Stored data entries:
::::::::::

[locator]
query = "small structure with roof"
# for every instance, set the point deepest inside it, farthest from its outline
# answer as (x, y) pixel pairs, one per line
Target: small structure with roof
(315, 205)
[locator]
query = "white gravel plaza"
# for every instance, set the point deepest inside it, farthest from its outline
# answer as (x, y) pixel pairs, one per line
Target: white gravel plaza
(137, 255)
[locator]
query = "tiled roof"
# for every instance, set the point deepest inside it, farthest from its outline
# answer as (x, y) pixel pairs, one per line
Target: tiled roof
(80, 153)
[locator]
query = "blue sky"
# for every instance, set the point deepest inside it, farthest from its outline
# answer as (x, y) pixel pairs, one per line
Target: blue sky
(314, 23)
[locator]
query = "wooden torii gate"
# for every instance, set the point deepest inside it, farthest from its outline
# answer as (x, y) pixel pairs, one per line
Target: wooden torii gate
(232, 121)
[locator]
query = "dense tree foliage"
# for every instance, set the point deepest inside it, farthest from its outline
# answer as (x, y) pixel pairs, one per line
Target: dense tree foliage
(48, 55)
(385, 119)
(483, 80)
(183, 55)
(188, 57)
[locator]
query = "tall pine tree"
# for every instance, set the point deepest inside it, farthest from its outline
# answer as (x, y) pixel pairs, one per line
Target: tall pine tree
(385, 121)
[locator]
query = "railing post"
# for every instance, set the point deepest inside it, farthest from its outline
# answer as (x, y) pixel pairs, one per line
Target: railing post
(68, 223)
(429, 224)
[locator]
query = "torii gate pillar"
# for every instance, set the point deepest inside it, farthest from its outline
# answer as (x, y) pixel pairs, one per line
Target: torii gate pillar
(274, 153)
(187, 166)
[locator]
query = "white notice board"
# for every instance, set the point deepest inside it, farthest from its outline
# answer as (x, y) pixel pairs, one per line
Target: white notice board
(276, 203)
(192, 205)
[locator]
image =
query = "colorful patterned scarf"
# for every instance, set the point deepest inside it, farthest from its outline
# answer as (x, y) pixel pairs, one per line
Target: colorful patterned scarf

::::::::::

Short exercise:
Quote the whole listing above, leaving nothing out.

Solution to this task:
[locator]
query = "small structure with roof"
# for every instance, set the point deepest inside it, farthest from its outline
# answer as (x, y) pixel pairs, one per line
Target: small structure with roof
(315, 205)
[locator]
query = "white gravel plaza"
# for every instance, set the point deepest inside it, farthest from its outline
# answer as (x, y) pixel pairs, one per line
Target: white gravel plaza
(137, 255)
[locator]
query = "tiled roof"
# for every instance, set the point deepest inside it, farthest from its outline
# answer as (x, y) pixel pairs, one per line
Target: tiled roof
(80, 153)
[locator]
query = "blue sky"
# for every instance, set the point deepest inside it, farthest from its outline
# answer as (x, y) pixel pairs, one per line
Target: blue sky
(314, 23)
[locator]
query = "wooden torii gate"
# for every instance, set the point deepest inside it, farthest from its outline
# answer as (x, y) pixel pairs, one per line
Target: wooden torii gate
(232, 121)
[locator]
query = "dense tree foliage"
# for every instance, set the point deepest inside it, farthest from its outline
# answer as (x, y) pixel pairs, one per line
Target: dense tree foliage
(48, 55)
(385, 119)
(483, 80)
(183, 55)
(188, 57)
[locator]
query = "tall pine tree"
# for every instance, set the point deepest inside it, farthest from its outline
# answer as (x, y) pixel pairs, one per line
Target: tall pine tree
(385, 121)
[locator]
query = "railing post"
# for every instance, set the point deepest inside it, farthest from its outline
# answer as (x, y) pixel pairs, one per line
Target: railing post
(68, 223)
(429, 224)
[locator]
query = "torii gate pillar"
# for every instance, set the point deepest inside it, farthest from its outline
# answer as (x, y) pixel pairs, one per line
Target: torii gate pillar
(274, 153)
(187, 166)
[locator]
query = "white notice board"
# for every instance, set the point deepest inside it, farthest from its outline
# answer as (x, y) pixel pairs, one per line
Target: white notice board
(276, 203)
(192, 205)
[locator]
image =
query = "colorful patterned scarf"
# for every instance, set the point deepest inside it, farthest from its outline
# answer as (x, y) pixel pairs, one per line
Target: colorful patterned scarf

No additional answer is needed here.